▶ [TEXT SECTION]
Too often, insulin therapy is not intensified in response to high A1C levels, or, conversely, intensified therapy continues when patient circumstances warrant less stringent glycemic control. Health care providers can access infographics that explain how therapeutic inertia can hinder diabetes management and offer recommendations for making more timely therapeutic adjustments. Download the infographics at https://bit.ly/40PYJzd.

The OTI program also offers a free patient engagement toolkit that includes assessments, fact sheets, and other resources to help clinicians address patient level barriers that can lead to unnecessary therapeutic delays. Download the entire toolkit or just specific resources from https://bit.ly/3XudDZ8.

ADA Launches Two New Podcast Series

Diabetes Care “On Air” is a new monthly podcast of ADA’s premier clinical research journal, Diabetes Care. Co hosts Alice Cheng, MD, FRCPC, and Michael Rickels, MD, MS, interview authors of timely, editor selected articles from the journal to explore the latest high impact research on diabetes care, treatment, and prevention. The podcast series is available from https://bit.ly/3RSu1l3.

Diabetes Day by Day is a new podcast for people with diabetes and their caregivers. Co hosts Neil Skolnik, MD, and Sara Wettergreen, PharmD, BCACP, BC ADM, and their guests discuss the everyday challenges of living with diabetes, share their experience, and provide tips for living well with diabetes. The podcast is available from https://bit.ly/3lBiBFZ.

What’s New in Cardiovascular Risk Reduction?

In a recent episode of the ADA’s Diabetes Core Update podcast, host Neil Skolnik, MD, spoke with Robert A. Gabbay, MD, PhD, FACP, ADA’s Chief Scientific & Medical Officer, about critical changes to the ADA’s Standards of Care in Diabetes—2023 clinical practice guidelines regarding cardiovascular risk reduction. Clinicians can subscribe to Diabetes Core Update on any podcasting platform and can listen to this episode at https://bit.ly/3InmqI8.

IDF 2022 Congress: Focusing on Diabetes in Indigenous Populations

The International Diabetes Federation has released a report on the disproportionate impacts of diabetes on indigenous populations (https://bit.ly/3RXwRVR). As the report sets out, prevalence rates reach almost 40% in some indigenous populations, whereas diabetes is virtually absent in others. The report, which is an addendum to the IDF Diabetes Atlas, 10th edition (https://bit.ly/3jVZ8j0), was presented in summary form at the IDF 2022 Congress in Lisbon, Portugal, in December 2022.

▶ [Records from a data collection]

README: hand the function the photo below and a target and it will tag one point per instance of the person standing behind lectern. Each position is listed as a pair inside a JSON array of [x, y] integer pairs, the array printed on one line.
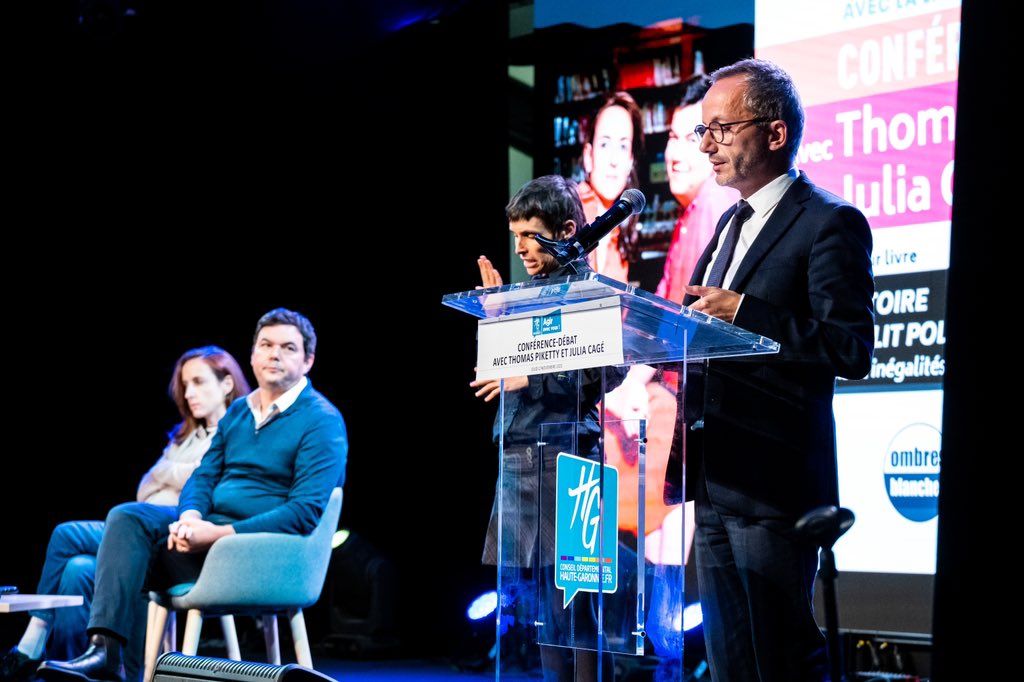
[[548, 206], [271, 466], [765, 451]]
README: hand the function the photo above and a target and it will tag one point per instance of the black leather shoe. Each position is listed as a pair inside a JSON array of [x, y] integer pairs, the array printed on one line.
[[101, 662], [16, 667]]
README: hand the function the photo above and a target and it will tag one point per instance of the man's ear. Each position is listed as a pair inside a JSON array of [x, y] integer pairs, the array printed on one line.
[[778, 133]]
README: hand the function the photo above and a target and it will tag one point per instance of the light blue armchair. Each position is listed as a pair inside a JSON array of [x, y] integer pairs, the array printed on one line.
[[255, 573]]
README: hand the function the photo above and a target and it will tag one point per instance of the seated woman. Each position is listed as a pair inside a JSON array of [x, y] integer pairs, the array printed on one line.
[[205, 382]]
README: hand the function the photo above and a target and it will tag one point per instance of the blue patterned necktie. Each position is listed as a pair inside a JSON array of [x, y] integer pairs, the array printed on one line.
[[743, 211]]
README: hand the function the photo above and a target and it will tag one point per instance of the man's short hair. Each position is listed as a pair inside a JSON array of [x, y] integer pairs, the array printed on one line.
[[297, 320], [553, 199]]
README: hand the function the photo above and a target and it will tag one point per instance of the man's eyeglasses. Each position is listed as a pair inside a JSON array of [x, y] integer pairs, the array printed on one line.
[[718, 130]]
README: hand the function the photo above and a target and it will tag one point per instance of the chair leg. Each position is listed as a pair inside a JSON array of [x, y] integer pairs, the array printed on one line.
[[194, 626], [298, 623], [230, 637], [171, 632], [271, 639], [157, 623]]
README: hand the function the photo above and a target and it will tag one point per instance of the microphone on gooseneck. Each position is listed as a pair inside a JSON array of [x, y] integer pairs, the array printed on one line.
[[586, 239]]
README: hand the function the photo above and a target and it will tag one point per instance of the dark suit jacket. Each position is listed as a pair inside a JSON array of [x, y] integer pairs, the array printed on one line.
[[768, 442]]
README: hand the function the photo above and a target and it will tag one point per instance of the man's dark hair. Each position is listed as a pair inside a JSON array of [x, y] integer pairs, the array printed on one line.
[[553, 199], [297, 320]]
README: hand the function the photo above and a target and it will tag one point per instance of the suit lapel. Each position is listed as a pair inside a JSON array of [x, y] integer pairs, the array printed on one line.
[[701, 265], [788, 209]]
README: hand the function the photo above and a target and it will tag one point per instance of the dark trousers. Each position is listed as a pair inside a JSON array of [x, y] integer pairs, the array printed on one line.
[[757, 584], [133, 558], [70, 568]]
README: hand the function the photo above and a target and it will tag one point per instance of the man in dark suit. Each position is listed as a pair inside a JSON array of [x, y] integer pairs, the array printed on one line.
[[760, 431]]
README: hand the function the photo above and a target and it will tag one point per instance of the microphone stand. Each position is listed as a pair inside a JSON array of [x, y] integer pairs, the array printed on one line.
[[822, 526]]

▶ [PROBLEMS AND TASKS]
1. Using the diabetes resources text, explain why the OTI program's patient engagement toolkit offers assessments, fact sheets, and other resources.
2. According to the diabetes resources text, where and when was the International Diabetes Federation report on indigenous populations presented in summary form?
3. For each statement below, say whether it agrees with the diabetes resources text, and quote the words of the text that decide it.
(a) Diabetes Care "On Air" is a weekly podcast.
(b) Diabetes Day by Day is meant for people with diabetes and their caregivers.
(c) The IDF report on indigenous populations is an addendum to the 9th edition of the IDF Diabetes Atlas.

▶ [REPLIES]
1. The toolkit offers these resources to help clinicians address patient-level barriers. Those barriers can lead to unnecessary therapeutic delays.

2. It was presented at the IDF 2022 Congress in Lisbon, Portugal, in December 2022.

3.
(a) No: "is a new monthly podcast"
(b) Yes: "is a new podcast for people with diabetes and their caregivers"
(c) No: "an addendum to the IDF Diabetes Atlas, 10th edition"